If a line in the data below contains "cargo", copy it.

:::

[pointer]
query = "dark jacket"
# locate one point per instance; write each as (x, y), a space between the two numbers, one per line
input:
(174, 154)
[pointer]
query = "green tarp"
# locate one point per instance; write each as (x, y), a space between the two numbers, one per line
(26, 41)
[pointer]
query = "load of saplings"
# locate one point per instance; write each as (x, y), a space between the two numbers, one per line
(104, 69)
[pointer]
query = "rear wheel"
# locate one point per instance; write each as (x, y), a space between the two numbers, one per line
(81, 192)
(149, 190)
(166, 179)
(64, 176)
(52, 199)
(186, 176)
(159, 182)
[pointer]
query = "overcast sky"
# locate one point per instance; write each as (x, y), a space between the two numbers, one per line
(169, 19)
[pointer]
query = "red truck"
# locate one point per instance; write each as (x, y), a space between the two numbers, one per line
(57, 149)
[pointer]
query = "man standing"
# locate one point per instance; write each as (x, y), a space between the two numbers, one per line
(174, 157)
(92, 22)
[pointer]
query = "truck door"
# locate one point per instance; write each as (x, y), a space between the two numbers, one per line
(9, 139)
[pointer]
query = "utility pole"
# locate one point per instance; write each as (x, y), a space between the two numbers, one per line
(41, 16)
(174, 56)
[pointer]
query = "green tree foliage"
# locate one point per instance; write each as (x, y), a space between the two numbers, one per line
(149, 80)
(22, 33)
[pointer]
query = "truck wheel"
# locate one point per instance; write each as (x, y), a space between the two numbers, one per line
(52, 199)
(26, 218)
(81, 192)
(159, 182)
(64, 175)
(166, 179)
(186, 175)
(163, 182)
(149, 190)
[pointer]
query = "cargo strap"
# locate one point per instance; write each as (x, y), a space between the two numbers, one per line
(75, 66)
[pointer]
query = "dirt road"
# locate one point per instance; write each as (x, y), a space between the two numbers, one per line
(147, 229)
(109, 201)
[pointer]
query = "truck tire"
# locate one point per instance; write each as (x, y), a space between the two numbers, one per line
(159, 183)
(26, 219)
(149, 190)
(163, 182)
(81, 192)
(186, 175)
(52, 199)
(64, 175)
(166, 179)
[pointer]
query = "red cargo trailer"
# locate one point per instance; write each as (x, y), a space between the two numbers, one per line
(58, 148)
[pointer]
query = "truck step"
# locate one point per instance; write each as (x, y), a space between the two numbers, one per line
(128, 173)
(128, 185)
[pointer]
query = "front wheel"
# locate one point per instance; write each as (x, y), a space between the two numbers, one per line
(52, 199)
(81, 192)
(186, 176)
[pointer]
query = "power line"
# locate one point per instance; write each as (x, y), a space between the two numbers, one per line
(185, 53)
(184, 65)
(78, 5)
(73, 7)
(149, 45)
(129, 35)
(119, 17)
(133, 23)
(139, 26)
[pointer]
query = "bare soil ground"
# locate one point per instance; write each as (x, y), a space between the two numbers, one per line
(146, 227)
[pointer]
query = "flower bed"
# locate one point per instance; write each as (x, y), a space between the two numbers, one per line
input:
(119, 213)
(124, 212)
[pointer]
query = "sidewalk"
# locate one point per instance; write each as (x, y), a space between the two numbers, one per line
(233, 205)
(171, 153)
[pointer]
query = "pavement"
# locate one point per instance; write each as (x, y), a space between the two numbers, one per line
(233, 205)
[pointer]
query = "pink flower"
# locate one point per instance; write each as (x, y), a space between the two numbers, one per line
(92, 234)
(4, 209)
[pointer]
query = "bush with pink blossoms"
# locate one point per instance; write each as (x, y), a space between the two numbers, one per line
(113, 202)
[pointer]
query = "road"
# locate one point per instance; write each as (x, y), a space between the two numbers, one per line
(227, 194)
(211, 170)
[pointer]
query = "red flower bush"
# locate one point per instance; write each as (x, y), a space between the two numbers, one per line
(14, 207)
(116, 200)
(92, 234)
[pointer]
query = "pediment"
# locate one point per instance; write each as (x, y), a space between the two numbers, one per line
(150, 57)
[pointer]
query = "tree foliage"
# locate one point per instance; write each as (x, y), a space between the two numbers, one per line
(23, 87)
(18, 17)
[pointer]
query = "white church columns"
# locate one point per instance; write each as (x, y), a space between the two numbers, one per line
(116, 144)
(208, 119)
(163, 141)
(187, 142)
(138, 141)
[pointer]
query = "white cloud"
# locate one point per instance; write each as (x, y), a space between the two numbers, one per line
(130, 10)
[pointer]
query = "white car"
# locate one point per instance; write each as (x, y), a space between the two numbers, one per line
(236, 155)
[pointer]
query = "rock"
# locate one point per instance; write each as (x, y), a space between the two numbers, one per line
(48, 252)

:::

■ **Result**:
query = "cargo strap"
query = "red cargo trailer"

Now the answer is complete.